Your objective:
Return every row below unchanged, reproducing each line character for character.

Input material:
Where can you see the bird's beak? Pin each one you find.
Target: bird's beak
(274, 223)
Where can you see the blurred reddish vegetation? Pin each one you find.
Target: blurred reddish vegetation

Final result:
Where can you see the bird's beak? Pin each one you find.
Target: bird's beak
(274, 223)
Where can you see the blurred reddish vegetation? Pin each one you find.
Target: blurred reddish vegetation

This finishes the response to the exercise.